**WRITTEN REQUEST**
From the block of data below, extract every line that contains the word "green", copying each one in full. The match is case-sensitive.

**A block of data**
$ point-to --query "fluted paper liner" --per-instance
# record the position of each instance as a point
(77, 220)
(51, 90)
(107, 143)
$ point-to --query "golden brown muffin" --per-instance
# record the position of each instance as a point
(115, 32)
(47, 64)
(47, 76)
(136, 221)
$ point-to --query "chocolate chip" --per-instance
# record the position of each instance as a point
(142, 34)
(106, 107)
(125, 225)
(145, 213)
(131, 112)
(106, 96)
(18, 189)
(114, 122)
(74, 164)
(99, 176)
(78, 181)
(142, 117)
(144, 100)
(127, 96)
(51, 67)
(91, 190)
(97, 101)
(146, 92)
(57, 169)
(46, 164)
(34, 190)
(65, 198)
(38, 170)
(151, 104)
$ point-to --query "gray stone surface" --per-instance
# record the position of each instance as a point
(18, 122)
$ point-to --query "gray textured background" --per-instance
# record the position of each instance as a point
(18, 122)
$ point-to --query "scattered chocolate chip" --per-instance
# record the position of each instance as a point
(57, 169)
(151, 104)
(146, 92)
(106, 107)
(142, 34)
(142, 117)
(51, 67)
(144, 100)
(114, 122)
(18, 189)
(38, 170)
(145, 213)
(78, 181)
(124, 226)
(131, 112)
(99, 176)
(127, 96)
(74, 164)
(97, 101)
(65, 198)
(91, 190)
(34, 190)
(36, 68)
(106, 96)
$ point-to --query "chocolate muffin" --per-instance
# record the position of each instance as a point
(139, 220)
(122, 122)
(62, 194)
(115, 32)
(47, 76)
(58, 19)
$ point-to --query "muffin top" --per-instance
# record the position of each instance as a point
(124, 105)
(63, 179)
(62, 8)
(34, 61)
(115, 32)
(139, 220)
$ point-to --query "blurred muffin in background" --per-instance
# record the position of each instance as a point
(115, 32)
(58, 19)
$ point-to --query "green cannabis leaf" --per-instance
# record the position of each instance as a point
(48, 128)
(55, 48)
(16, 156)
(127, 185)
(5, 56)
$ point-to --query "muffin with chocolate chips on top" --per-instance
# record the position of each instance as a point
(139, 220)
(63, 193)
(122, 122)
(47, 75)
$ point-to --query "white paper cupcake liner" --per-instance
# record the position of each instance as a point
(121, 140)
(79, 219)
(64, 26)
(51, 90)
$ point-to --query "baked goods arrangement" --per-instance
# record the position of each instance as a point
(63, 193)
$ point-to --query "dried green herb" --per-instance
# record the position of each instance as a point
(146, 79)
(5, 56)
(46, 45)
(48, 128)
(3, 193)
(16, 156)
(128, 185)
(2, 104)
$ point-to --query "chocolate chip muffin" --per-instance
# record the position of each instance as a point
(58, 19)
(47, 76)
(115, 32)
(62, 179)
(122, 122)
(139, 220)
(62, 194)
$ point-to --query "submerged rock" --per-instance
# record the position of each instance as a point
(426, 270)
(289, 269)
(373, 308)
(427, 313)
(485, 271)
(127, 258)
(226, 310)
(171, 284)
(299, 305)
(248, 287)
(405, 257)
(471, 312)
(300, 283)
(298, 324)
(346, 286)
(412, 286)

**CORRECT OUTPUT**
$ point-to --query "green cannabis leaf" --per-instance
$ point-to --query "dried green herb" --per-instance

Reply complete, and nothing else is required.